What to work on:
Reproduce every entry below precisely; do not include the pictures.

(Data extracted from a collection)
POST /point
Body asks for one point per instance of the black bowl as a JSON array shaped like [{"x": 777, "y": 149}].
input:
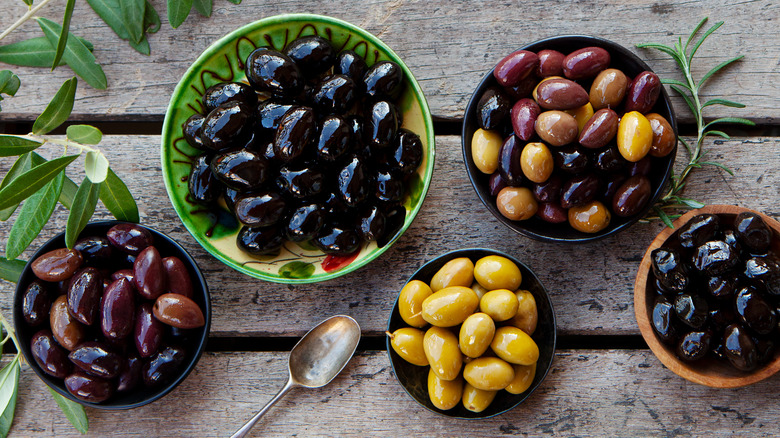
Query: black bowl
[
  {"x": 536, "y": 228},
  {"x": 414, "y": 379},
  {"x": 194, "y": 342}
]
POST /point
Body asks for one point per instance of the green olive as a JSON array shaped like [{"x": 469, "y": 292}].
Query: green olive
[
  {"x": 527, "y": 314},
  {"x": 444, "y": 394},
  {"x": 524, "y": 376},
  {"x": 408, "y": 343},
  {"x": 477, "y": 400},
  {"x": 450, "y": 306},
  {"x": 441, "y": 350},
  {"x": 488, "y": 373},
  {"x": 499, "y": 304},
  {"x": 496, "y": 272},
  {"x": 515, "y": 346},
  {"x": 456, "y": 272},
  {"x": 410, "y": 302},
  {"x": 476, "y": 333}
]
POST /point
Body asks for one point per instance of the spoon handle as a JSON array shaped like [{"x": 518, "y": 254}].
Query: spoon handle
[{"x": 251, "y": 423}]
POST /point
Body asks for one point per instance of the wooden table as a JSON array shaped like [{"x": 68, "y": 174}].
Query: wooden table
[{"x": 604, "y": 380}]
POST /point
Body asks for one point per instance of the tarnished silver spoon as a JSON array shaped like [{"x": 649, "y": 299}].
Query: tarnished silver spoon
[{"x": 316, "y": 359}]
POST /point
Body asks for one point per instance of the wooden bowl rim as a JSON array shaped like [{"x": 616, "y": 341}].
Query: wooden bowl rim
[{"x": 642, "y": 313}]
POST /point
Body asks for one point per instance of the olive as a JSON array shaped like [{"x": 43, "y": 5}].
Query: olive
[
  {"x": 49, "y": 355},
  {"x": 475, "y": 334},
  {"x": 314, "y": 55},
  {"x": 383, "y": 80},
  {"x": 270, "y": 71},
  {"x": 408, "y": 343},
  {"x": 441, "y": 350},
  {"x": 224, "y": 92},
  {"x": 203, "y": 185},
  {"x": 337, "y": 240},
  {"x": 493, "y": 108},
  {"x": 450, "y": 306},
  {"x": 57, "y": 265}
]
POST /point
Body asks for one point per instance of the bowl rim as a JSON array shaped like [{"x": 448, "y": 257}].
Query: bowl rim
[
  {"x": 466, "y": 252},
  {"x": 642, "y": 313},
  {"x": 516, "y": 225},
  {"x": 164, "y": 390},
  {"x": 184, "y": 82}
]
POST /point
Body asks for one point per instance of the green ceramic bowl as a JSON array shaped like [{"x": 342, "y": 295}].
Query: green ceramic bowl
[{"x": 223, "y": 61}]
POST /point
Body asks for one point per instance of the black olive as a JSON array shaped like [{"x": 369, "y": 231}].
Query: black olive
[{"x": 274, "y": 72}]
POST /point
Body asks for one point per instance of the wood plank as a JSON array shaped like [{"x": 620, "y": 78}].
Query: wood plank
[
  {"x": 591, "y": 285},
  {"x": 587, "y": 393},
  {"x": 448, "y": 46}
]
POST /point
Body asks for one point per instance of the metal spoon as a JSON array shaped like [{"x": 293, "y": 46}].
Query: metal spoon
[{"x": 316, "y": 359}]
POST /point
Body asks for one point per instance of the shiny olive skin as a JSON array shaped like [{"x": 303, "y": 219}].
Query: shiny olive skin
[
  {"x": 88, "y": 388},
  {"x": 148, "y": 331},
  {"x": 203, "y": 185},
  {"x": 383, "y": 80},
  {"x": 273, "y": 72},
  {"x": 224, "y": 92},
  {"x": 493, "y": 108},
  {"x": 36, "y": 304},
  {"x": 49, "y": 355},
  {"x": 57, "y": 265}
]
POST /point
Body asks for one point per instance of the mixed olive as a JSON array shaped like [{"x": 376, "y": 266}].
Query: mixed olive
[
  {"x": 717, "y": 290},
  {"x": 112, "y": 313},
  {"x": 312, "y": 149},
  {"x": 566, "y": 138},
  {"x": 472, "y": 324}
]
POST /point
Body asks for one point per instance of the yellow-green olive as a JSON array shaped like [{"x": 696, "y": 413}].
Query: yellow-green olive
[
  {"x": 488, "y": 373},
  {"x": 485, "y": 147},
  {"x": 444, "y": 394},
  {"x": 410, "y": 302},
  {"x": 449, "y": 306},
  {"x": 524, "y": 376},
  {"x": 477, "y": 400},
  {"x": 635, "y": 136},
  {"x": 527, "y": 314},
  {"x": 476, "y": 333},
  {"x": 515, "y": 346},
  {"x": 516, "y": 203},
  {"x": 499, "y": 304},
  {"x": 408, "y": 343},
  {"x": 456, "y": 272},
  {"x": 441, "y": 350},
  {"x": 497, "y": 272}
]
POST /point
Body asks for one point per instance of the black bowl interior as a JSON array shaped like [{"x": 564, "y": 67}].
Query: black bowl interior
[
  {"x": 414, "y": 379},
  {"x": 536, "y": 228},
  {"x": 194, "y": 342}
]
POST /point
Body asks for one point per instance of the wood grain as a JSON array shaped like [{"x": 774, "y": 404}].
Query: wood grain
[
  {"x": 591, "y": 285},
  {"x": 587, "y": 393},
  {"x": 448, "y": 45}
]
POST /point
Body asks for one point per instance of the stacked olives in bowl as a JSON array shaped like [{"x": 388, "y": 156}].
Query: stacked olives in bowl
[{"x": 311, "y": 150}]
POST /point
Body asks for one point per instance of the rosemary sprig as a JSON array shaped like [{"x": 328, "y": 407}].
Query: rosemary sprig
[{"x": 689, "y": 90}]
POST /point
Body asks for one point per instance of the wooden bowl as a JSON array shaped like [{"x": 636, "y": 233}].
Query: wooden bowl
[{"x": 708, "y": 371}]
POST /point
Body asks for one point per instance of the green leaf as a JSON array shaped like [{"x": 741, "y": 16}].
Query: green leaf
[
  {"x": 73, "y": 411},
  {"x": 133, "y": 17},
  {"x": 118, "y": 199},
  {"x": 82, "y": 210},
  {"x": 63, "y": 40},
  {"x": 58, "y": 110},
  {"x": 12, "y": 145},
  {"x": 11, "y": 270},
  {"x": 32, "y": 180},
  {"x": 84, "y": 134},
  {"x": 178, "y": 10},
  {"x": 204, "y": 7},
  {"x": 76, "y": 55},
  {"x": 35, "y": 213}
]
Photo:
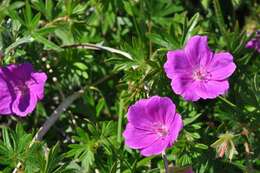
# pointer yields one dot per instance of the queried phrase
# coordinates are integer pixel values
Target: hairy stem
(165, 161)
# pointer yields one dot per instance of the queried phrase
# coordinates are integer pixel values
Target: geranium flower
(196, 72)
(153, 125)
(20, 89)
(255, 42)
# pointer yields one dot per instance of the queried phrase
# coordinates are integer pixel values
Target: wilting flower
(153, 125)
(20, 89)
(255, 42)
(197, 72)
(225, 146)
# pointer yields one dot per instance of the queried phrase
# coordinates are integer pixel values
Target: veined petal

Response to this task:
POST /point
Body asks for one point per instance of the black bowl as a JSON array shaped like [{"x": 777, "y": 149}].
input:
Query: black bowl
[
  {"x": 536, "y": 228},
  {"x": 414, "y": 379},
  {"x": 194, "y": 342}
]
POST /point
Body asks for one point per instance of the green olive as a JSON array shaped like [{"x": 469, "y": 292}].
Query: green olive
[
  {"x": 527, "y": 314},
  {"x": 444, "y": 394},
  {"x": 524, "y": 376},
  {"x": 408, "y": 343},
  {"x": 477, "y": 400},
  {"x": 450, "y": 306},
  {"x": 441, "y": 350},
  {"x": 488, "y": 373},
  {"x": 499, "y": 304},
  {"x": 496, "y": 272},
  {"x": 515, "y": 346},
  {"x": 456, "y": 272},
  {"x": 410, "y": 302},
  {"x": 476, "y": 333}
]
POST /point
Body asks for one point per instance of the spoon handle as a JSON array shaped like [{"x": 518, "y": 254}].
Query: spoon handle
[{"x": 251, "y": 423}]
POST /point
Body asks for one point per instance of the wooden table as a JSON array shaped like [{"x": 68, "y": 174}].
Query: wooden table
[{"x": 604, "y": 380}]
POST /point
Body asks for one point per instance of the tarnished silver spoon as a JSON array shaped like [{"x": 649, "y": 299}].
Query: tarnished silver spoon
[{"x": 316, "y": 359}]
POST /point
Body asks for one point per instance of the wooden bowl rim as a JSON array shaped like [{"x": 616, "y": 341}].
Query: wooden bowl rim
[{"x": 642, "y": 313}]
POST /point
Body asks for one point per instance of the olive as a JSON array shaped like [{"x": 43, "y": 5}].
Query: olive
[
  {"x": 49, "y": 355},
  {"x": 475, "y": 334},
  {"x": 314, "y": 55},
  {"x": 383, "y": 80},
  {"x": 270, "y": 71},
  {"x": 408, "y": 343},
  {"x": 441, "y": 350},
  {"x": 224, "y": 92},
  {"x": 203, "y": 185},
  {"x": 337, "y": 240},
  {"x": 493, "y": 108},
  {"x": 450, "y": 306},
  {"x": 57, "y": 265}
]
POST /point
Body asks for one point per instance of the bowl rim as a JSON array shaped like [{"x": 448, "y": 257}].
Query: bowl rim
[
  {"x": 466, "y": 252},
  {"x": 642, "y": 313},
  {"x": 516, "y": 225},
  {"x": 164, "y": 390},
  {"x": 184, "y": 82}
]
POST /point
Body asks for one point per instance of the green ceramic bowl as a JSON array shaped like [{"x": 342, "y": 295}].
Query: green ceramic bowl
[{"x": 223, "y": 61}]
POST /point
Body asks for one point per instance of the black olive as a JSON array shaped like [{"x": 369, "y": 231}].
Query: black olive
[{"x": 274, "y": 72}]
POST /point
Body asks for one point per instance of the wood plank as a JSON array shaped like [{"x": 620, "y": 78}].
Query: wood plank
[
  {"x": 591, "y": 285},
  {"x": 587, "y": 393},
  {"x": 448, "y": 46}
]
POST /point
Body asks for one point per instance of the metal spoon as a JSON array shaped like [{"x": 293, "y": 46}].
Query: metal spoon
[{"x": 316, "y": 359}]
POST /point
Body asks for one point per instance of the shiny olive skin as a JSON array shaped like [{"x": 303, "y": 219}].
Query: shiny olive skin
[
  {"x": 88, "y": 388},
  {"x": 148, "y": 331},
  {"x": 203, "y": 185},
  {"x": 383, "y": 80},
  {"x": 273, "y": 72},
  {"x": 224, "y": 92},
  {"x": 493, "y": 108},
  {"x": 36, "y": 304},
  {"x": 49, "y": 355},
  {"x": 57, "y": 265}
]
POST /point
Body asks for one point per instance of the mixed olive as a JSON array shaped like [{"x": 376, "y": 266}].
Query: mixed olive
[
  {"x": 717, "y": 290},
  {"x": 112, "y": 313},
  {"x": 312, "y": 149},
  {"x": 566, "y": 138},
  {"x": 472, "y": 324}
]
POST /point
Body asks for one point per instance of the yellow-green olive as a JSON array shaped like [{"x": 696, "y": 413}].
Query: yellow-green olive
[
  {"x": 488, "y": 373},
  {"x": 485, "y": 147},
  {"x": 444, "y": 394},
  {"x": 410, "y": 302},
  {"x": 449, "y": 306},
  {"x": 524, "y": 376},
  {"x": 477, "y": 400},
  {"x": 635, "y": 136},
  {"x": 527, "y": 314},
  {"x": 476, "y": 333},
  {"x": 515, "y": 346},
  {"x": 516, "y": 203},
  {"x": 499, "y": 304},
  {"x": 408, "y": 343},
  {"x": 456, "y": 272},
  {"x": 441, "y": 350},
  {"x": 497, "y": 272}
]
POST /point
Body asks for one point per instance of the black bowl interior as a JSON array shaped like [{"x": 564, "y": 67}].
Query: black bowl interior
[
  {"x": 414, "y": 379},
  {"x": 536, "y": 228},
  {"x": 194, "y": 342}
]
POST /point
Body asks for one point per instance of the wood grain as a JSON array shaped like [{"x": 774, "y": 404}].
Query: wood grain
[
  {"x": 591, "y": 285},
  {"x": 587, "y": 393},
  {"x": 448, "y": 45}
]
POST /point
Body asks for one point per instance of the stacked olives in bowl as a JSON array shaped like [{"x": 388, "y": 156}].
Query: stacked olives in bowl
[{"x": 311, "y": 150}]
POST /point
Body asks for one point per instance of the rosemary sprig as a JSON array shaped like [{"x": 328, "y": 407}].
Query: rosemary sprig
[{"x": 689, "y": 90}]
POST /point
Body asks for one point per instance of the wooden bowl as a JSON array shaped like [{"x": 636, "y": 233}].
Query: wooden bowl
[{"x": 708, "y": 371}]
POST /point
Body asks for one point per instance of the green leaf as a JSON array shaped like [{"x": 741, "y": 16}].
Query: green leaf
[
  {"x": 73, "y": 411},
  {"x": 133, "y": 17},
  {"x": 118, "y": 199},
  {"x": 82, "y": 210},
  {"x": 63, "y": 40},
  {"x": 58, "y": 110},
  {"x": 12, "y": 145},
  {"x": 11, "y": 270},
  {"x": 32, "y": 180},
  {"x": 84, "y": 134},
  {"x": 178, "y": 10},
  {"x": 204, "y": 7},
  {"x": 76, "y": 55},
  {"x": 35, "y": 213}
]
Photo:
# pointer yields one dot per instance of the queried phrase
# coordinates are integer pixel values
Target: hairy stem
(165, 161)
# pointer yields one dot per instance of the queried phrase
# coordinates are integer pixel values
Target: geranium flower
(196, 72)
(153, 125)
(20, 89)
(255, 42)
# pointer yields one dot per instance of the queried phrase
# coordinates are integer pixel values
Target: wilting flower
(153, 125)
(20, 89)
(255, 42)
(197, 72)
(225, 146)
# pointer yields one dot per instance of the queried phrase
# coordinates are integer pixel values
Target: veined petal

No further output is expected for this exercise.